══ Texte fourni

L'Anssi, le gendarme français du numérique, recommande aux entreprises d’effectuer une sauvegarde hors-ligne des données sensibles sur un disque dur externe une fois par semaine, dans l'idéal. "C’est un des plus vieux principes en sécurité en informatique, mais on n’a rien trouvé de mieux jusqu’à présent, reprend Hervé Schauer. Ainsi, le jour où l’entreprise est victime d’un piratage, elle n’aura qu’à faire appel à un prestataire. Ce dernier n'aura qu'à réinstaller le système à partir de la dernière sauvegarde."
A qui demander du secours en cas de piratage ?
Devant la montée en flèche des attaques par ransomware, le gendarme français du numérique a mis en place au mois d'octobre une plateforme de signalement et d'assistance, accessible depuis l'adresse : cybermalveillance.gouv.fr. Outre la mise en relation avec des prestataires de proximité, celle-ci s'emploie à diffuser des messages de prévention. La plateforme va aussi permettre d'observer l'évolution des menaces, un élément d'autant plus intéressant que les statistiques manquent cruellement sur les attaques dont sont victimes les PME et les particuliers.

════

**Série d'exercices**
(a) Recopiez fidèlement le passage de l'extrait sur la cybersécurité qui va de « A qui demander » à « et les particuliers. ».
(b) Prolongez l'extrait sur la cybersécurité au-delà de sa dernière phrase.

══ Données enregistrées

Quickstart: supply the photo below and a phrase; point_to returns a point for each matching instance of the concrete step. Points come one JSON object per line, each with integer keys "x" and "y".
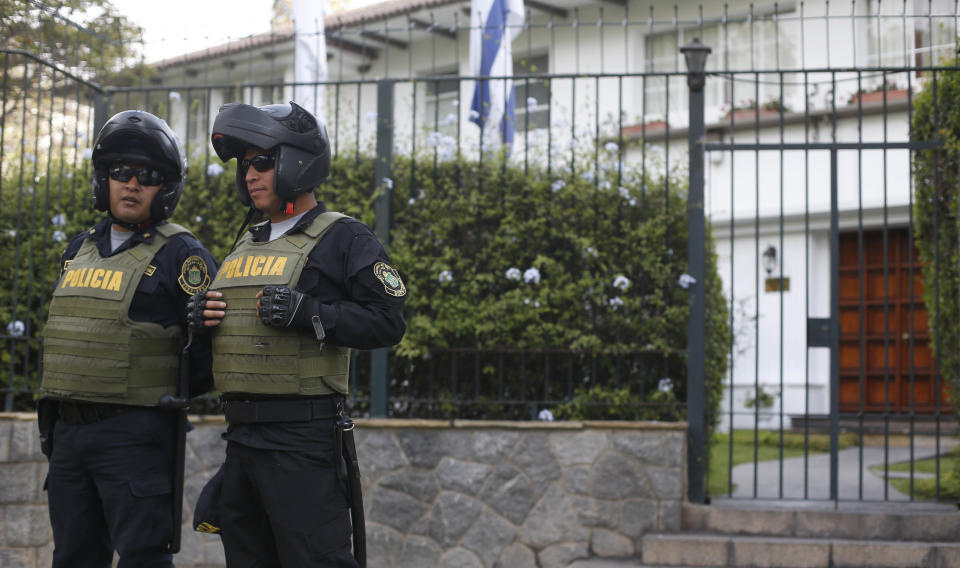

════

**Réponses dans l'ordre**
(a)
A qui demander du secours en cas de piratage ?
Devant la montée en flèche des attaques par ransomware, le gendarme français du numérique a mis en place au mois d'octobre une plateforme de signalement et d'assistance, accessible depuis l'adresse : cybermalveillance.gouv.fr. Outre la mise en relation avec des prestataires de proximité, celle-ci s'emploie à diffuser des messages de prévention. La plateforme va aussi permettre d'observer l'évolution des menaces, un élément d'autant plus intéressant que les statistiques manquent cruellement sur les attaques dont sont victimes les PME et les particuliers.

(b)
Faut-il verser la rançon ou pas ?
En cas de piratage, la victime a le choix entre deux options : payer la rançon immédiatement ou stopper temporairement son activité. Le Centre gouvernemental de veille, d’alerte et de réponse aux attaques informatiques (CERT-FR) déconseille en tout cas de payer la rançon demandée. "Le paiement ne garantit en rien le déchiffrement de vos données et peut compromettre le moyen de paiement utilisé (notamment carte bancaire)", écrit-il. En outre, environ une entreprise sur cinq (22%) ayant payé la rançon n’a jamais récupéré ses données, selon le dernier rapport Norton by Symantec sur les cyber-risques.
Qui sont les auteurs de ces attaques ?
Difficile à dire, d'autant que les enquêteurs arrivent très rarement à retrouver leurs traces. Mais, à en croire le dernier rapport d'Interpol, plusieurs organisations criminelles ont intensifié leur utilisation des ransomwares pour extorquer l’argent des victimes. "Les mafias ont compris que le rapport bénéfice-risque était bien meilleur dans la cyber que dans les drogues ou les armes, souligne Hervé Schauer. Ces organisations criminelles recrutent aujourd'hui des développeurs et s'occupent quant à eux de blanchir l'argent collecté par le biais des rançons."